═══ Reading text
# The [email protected] Factory, Staffs, 2011



## mookster (Jan 15, 2012)

I've been sitting on these long enough - I hope you can see why I am not disclosing anything about the location or the names associated with the building which explains the lack of externals (especially after I got stung so badly with 'that' house)

This was one of those 'accidental' explores which both me and my friend couldn't quite believe, that followed on from three fails in rapid succession. It's pretty much right next to a police station and on a very busy main road, we spent a few minutes watching police cars drive around the area at regular intervals after spotting our access, but nothing prepared us for the unmarked police car pulling into the car park next door whilst we were straddled on top of the second fence! There were also PIRs dotted around inside but if they were working nothing happened.

It was once a china factory, when closed it was leased to a furniture wholesaler and another company who stored things inside. I think I'll let the photos do the talking as it speaks for itself pretty much.


















































































Palletloads of brand new B&Q patio furniture
















I hope this gives a sense of just how rammed it was in here, this was barely 1/4 of the floor space




































There was much more but it was seriously difficult to get decent shots of. Unfortunately the rest of the factory was locked down good and proper.

The mess continued outside but the piles and piles of stuff left outside had suffered badly at the hands of the British weather.


----------



## 85 Vintage (Jan 15, 2012)

Brilliant!

It reminds me of a place I've been to before but on a larger scale. It always makes me wonder why the amount and value of things are left. Even if a place is going out of business surely selling things off cheaply/in bulk is better than nothing.


----------



## 12quidkidinnit (Jan 15, 2012)

Thanks for posting that.

Looking at some of those pictures reminded me of various representations of Arthur Daley's lock up in Minder.


----------



## TeeJF (Jan 15, 2012)

What a bizarre find!!! Well done!


----------



## ThenewMendoza (Jan 16, 2012)

That's awesome. Thanks.

M


----------



## the|td4 (Jan 16, 2012)

Chairty donation sorting house of some sort?

Cool pics mate what a jungle!


----------



## flyboys90 (Jan 16, 2012)

What a find! well done.


----------



## Pincheck (Jan 16, 2012)
══════
═══ Entries provided
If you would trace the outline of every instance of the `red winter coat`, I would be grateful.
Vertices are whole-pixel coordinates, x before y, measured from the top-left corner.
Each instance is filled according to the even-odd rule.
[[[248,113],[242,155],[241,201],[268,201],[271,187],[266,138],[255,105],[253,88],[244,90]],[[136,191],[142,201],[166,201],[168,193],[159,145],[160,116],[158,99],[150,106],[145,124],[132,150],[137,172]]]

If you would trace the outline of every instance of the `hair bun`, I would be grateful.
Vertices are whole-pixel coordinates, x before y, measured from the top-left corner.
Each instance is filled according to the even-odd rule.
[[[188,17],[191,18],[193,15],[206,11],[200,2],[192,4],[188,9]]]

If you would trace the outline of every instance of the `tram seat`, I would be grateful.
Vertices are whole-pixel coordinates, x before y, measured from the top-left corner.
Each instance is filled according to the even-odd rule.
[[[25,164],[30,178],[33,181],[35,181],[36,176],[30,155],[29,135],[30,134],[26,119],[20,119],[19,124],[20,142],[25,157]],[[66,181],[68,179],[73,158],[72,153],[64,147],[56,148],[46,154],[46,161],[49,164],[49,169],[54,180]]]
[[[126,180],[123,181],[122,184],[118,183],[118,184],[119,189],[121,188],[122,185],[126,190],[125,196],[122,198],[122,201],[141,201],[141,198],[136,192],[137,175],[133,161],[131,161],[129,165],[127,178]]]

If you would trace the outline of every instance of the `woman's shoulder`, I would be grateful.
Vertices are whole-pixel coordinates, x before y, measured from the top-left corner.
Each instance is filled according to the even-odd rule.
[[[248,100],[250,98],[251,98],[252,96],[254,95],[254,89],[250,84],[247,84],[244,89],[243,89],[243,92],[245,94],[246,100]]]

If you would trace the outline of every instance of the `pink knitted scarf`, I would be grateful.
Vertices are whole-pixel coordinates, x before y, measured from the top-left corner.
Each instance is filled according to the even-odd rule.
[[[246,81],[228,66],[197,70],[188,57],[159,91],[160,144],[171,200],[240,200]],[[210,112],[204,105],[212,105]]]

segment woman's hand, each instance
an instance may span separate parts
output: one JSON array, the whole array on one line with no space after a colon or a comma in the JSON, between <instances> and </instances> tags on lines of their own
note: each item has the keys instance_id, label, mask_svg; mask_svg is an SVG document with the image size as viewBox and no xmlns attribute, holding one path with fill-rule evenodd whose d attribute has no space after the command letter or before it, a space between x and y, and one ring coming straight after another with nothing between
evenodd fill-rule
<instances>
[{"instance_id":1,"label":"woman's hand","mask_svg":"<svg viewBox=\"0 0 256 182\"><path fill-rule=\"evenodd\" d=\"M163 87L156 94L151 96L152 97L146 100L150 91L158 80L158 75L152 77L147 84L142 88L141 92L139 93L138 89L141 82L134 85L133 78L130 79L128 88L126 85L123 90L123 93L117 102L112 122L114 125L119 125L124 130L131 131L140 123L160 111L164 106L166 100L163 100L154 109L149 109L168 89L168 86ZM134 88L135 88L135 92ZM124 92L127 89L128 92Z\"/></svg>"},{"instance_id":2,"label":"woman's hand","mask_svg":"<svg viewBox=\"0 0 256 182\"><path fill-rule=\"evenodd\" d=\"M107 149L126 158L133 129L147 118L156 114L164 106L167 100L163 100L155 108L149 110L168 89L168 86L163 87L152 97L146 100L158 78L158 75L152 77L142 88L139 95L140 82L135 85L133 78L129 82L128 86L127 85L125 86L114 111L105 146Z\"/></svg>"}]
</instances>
══════
Given request → According to the forum thread, what kind of factory was the building originally?

The reply → A china factory.